_PAGE EXTRACT_:
━━━
News

Equity Trust (Jersey) Limited (Equity) fined £115,575.00

01/06/2020

On 14 May 2020, the JFSC decided to impose a civil financial penalty of £115,575.00 on Equity under the Financial Services Commission (Financial Penalties) Order 2015.

View article... https://www.jerseyfsc.org/news-and-events/equity-trust-jersey-limited-equity/ or read below

Public Statement Equity Trust (Jersey) Limited (Equity) Issued: 1 June 2020

SANCTION
  1. On 14 May 2020, the JFSC decided to impose a civil financial penalty of £115,575.00 on Equity pursuant to the Financial Services Commission (Financial Penalties) Order 2015.
  2. Equity agreed to settle at an early stage of the process. Equity, therefore, qualified for a 50% (Stage One) discount under the JFSC’s Executive settlement procedures.
ACTION

The JFSC considered it necessary and proportionate to impose a civil financial penalty, having concluded Equity negligently breached:

  1. Certain paragraphs of Principle 3 of the TCB Code: A registered person must organise and control its affairs effectively for the proper performance of its business activities and be able to demonstrate the existence of adequate risk management systems; and
  2. Paragraph 4.5 of the TCB Code: A registered person must supply a person to whom it provides a service with confirmation, in writing, of the services that it is providing as well as a contract, agreement or other written form setting out its general and specific terms associated with providing those services.

BACKGROUND

  1. In 2015 Equity commissioned a “regulatory health-check” in respect of its provision of trust company business services.
  2. As a result of its findings and those of a regulatory investigation also concluded in 2015 (the 2015 Investigation), Equity were required by the JFSC pursuant to a settlement agreement to undertake a comprehensive remediation exercise, covering 42 different areas (the 2015 Remediation).
  3. 2017 - In late 2017, an independent third party verified the 2015 Remediation.
  4. 2018 - Following a submission made by Equity in disclosing the report of the independent third party, the JFSC, in a letter to Equity dated 5 March 2018, confirmed the remediation required under the settlement agreement was materially complete.
  5. 2019 - Despite undergoing the 2015 Remediation and subsequent verification exercise, in February 2019 at the request of the board of directors of Equity (the Board), Equity undertook a review and informed the JFSC that it was making enhancements to its systems and controls.
━━━
_GIVEN RECORDS_:
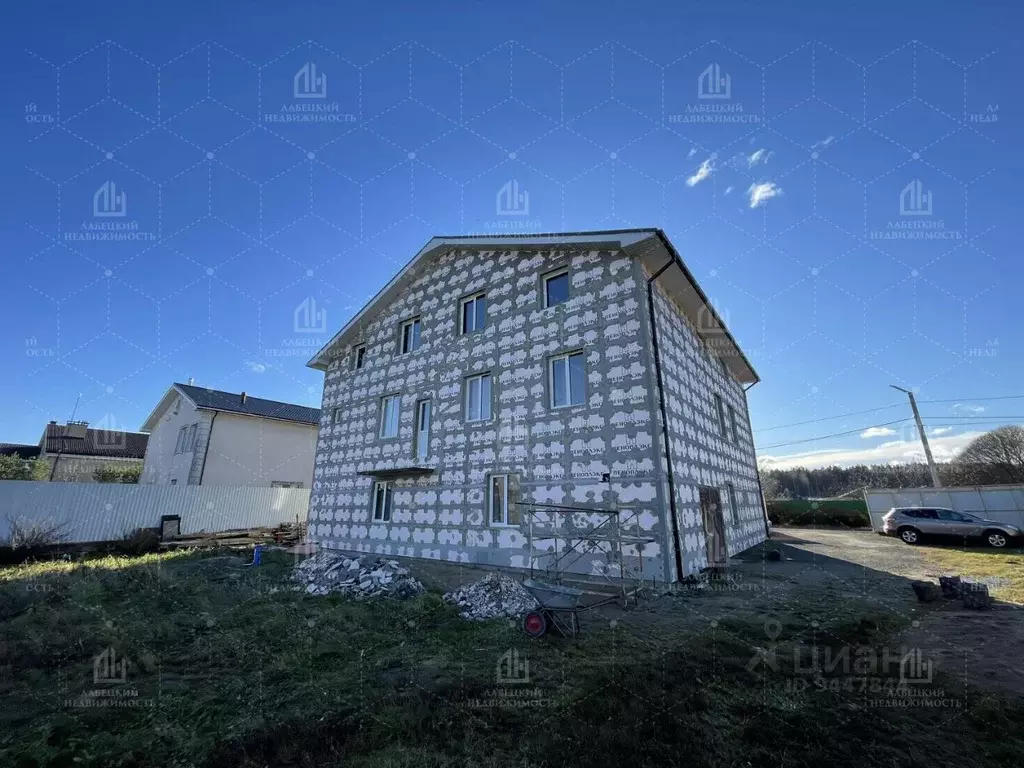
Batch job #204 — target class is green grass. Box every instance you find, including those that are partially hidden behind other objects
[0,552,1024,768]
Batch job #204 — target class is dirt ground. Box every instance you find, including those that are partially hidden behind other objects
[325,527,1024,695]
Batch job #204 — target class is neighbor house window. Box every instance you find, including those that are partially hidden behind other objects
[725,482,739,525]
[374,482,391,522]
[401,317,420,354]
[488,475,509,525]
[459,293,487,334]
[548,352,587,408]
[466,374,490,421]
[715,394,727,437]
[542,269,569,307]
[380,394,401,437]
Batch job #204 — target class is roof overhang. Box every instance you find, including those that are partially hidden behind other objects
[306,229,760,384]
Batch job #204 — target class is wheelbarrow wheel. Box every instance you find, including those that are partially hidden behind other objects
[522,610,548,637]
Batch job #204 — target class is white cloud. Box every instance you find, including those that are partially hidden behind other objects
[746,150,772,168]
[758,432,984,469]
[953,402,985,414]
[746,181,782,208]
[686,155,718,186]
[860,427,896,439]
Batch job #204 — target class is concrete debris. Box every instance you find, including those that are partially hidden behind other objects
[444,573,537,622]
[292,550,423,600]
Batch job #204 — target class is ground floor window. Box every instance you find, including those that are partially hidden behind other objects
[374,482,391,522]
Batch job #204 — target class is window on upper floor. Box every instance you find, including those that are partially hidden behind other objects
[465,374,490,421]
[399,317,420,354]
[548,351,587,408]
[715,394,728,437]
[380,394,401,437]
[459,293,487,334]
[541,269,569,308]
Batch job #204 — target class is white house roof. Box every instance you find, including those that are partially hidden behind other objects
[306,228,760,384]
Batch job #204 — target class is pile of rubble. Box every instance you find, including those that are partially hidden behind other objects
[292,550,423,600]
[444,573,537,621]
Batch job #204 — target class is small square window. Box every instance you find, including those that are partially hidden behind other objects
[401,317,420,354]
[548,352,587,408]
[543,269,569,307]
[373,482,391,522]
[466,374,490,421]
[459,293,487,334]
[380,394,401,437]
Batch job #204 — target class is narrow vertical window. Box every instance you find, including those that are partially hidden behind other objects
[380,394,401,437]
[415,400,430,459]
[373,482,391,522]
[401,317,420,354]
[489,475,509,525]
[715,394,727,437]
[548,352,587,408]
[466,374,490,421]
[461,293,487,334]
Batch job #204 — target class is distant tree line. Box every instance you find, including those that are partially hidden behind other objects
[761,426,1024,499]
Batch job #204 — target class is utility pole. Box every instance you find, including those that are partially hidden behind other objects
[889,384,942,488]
━━━
_EXERCISE REQUIREMENTS_:
1. Output the entries between the line holding "Batch job #204 — target class is pile" and the line holding "[444,573,537,621]", inclusive.
2. Write the next part of the statement on the JFSC penalty against Equity Trust, starting after its last sentence.
The penalty statement and the entries were taken from two unrelated sources.

_EXPECTED RESULTS_:
1.
Batch job #204 — target class is pile of rubble. Box every instance you find, including those that are partially hidden behind other objects
[292,550,423,600]
[444,573,537,621]

2.
  6. As a consequence, the current Board openly and candidly informed the JFSC that it had identified a number of issues relating to its compliance with the Regulatory and AML/CFT Regime.
  7. To assist in identifying the issues, the current Board had promptly secured the services of a regulatory consulting firm and instigated independent reviews.
  8. The findings of the reviews, which were voluntarily shared with the JFSC, confirmed serious instances of failings by Equity to comply with the Regulatory and AML/CFT Regime.
  9. Consequently, Equity commenced a further remediation exercise and retained the regulatory consulting firm to assist in addressing the issues identified and to further enhance Equity’s systems and controls.
  10. Although an internal remediation exercise had been initiated in July 2019, the JFSC required Equity to appoint an independent reporting professional (the Reporting Professional) to perform a review of a further sample of ten customer structures to assess Equity’s current compliance with the Regulatory and AML/CFT Regime and whether the issues identified were systemic.
SUMMARY OF FINDINGS
  1. In light of the findings of the Reporting Professional and the reviews instigated by Equity, the JFSC has concluded that following the completion of the 2015 Remediation, Equity failed to maintain adequate, risk-based systems and controls and corporate governance arrangements to mitigate the risk of money laundering and/or the financing of terrorism.
  2. In doing so, Equity breached certain paragraphs of Principle 3 of the TCB Code.
  3. Whilst the issues identified may be regarded as current, on occasion continuing to occur through to 2019 their origins are largely historic, and, in a number of instances can be traced back to books of business acquired by Equity over a period of years.
  4. Furthermore, the principal root cause of the issues identified is attributed to the 2015 Remediation being ineffective and lacking clarity, discipline and established governance principles.
  5. In consequence to these matters, deficiencies were identified with respect to, inter alia:
  6. Customer Profiles and Risk Assessments;
  7. Customer Due Diligence;
  8. Enhanced Customer Due Diligence;
  9. Politically Exposed Persons;
  10. On-Going Monitoring;
  11. Record-Keeping; and
  12. Equity’s Compliance Function
  13. The deficiencies are considered to be significant and material because they left the business open to the risk that it might be used to further financial crime which can undermine the integrity and stability of Jersey’s financial services industry.

USING THE JFSC NUMBERING FURTHER DETAILS CONCERNING THE IDENTIFIED DEFICIENCIES ARE DISCUSSED BELOW.

Customer Profiles and Risk Assessments
  • 5 The AML/CFT Handbook states “A relevant person must prepare and record a customer business and risk profile”. Maintaining an up-to-date and accurate business risk profile is key to demonstrating effective on-going monitoring of a customer as required by the MLO.
  • 6 The MLO requires that an assessment must be conducted of the risk that a business relationship or one-of transaction will involve money laundering, which must include obtaining appropriate information for assessing that risk. If a customer is not properly risk assessed, then the appropriate level of customer due diligence is unlikely to be conducted on that customer.
    • Consequently, a registered person will be unaware of the risk that the customer presents to its business, and the risk of undetected financial crime is greater.
  • 7 Prior to August 2017, Equity failed, on occasions, to maintain adequate customer profiles nor had it conducted satisfactory risk assessments in relation to certain of its customers.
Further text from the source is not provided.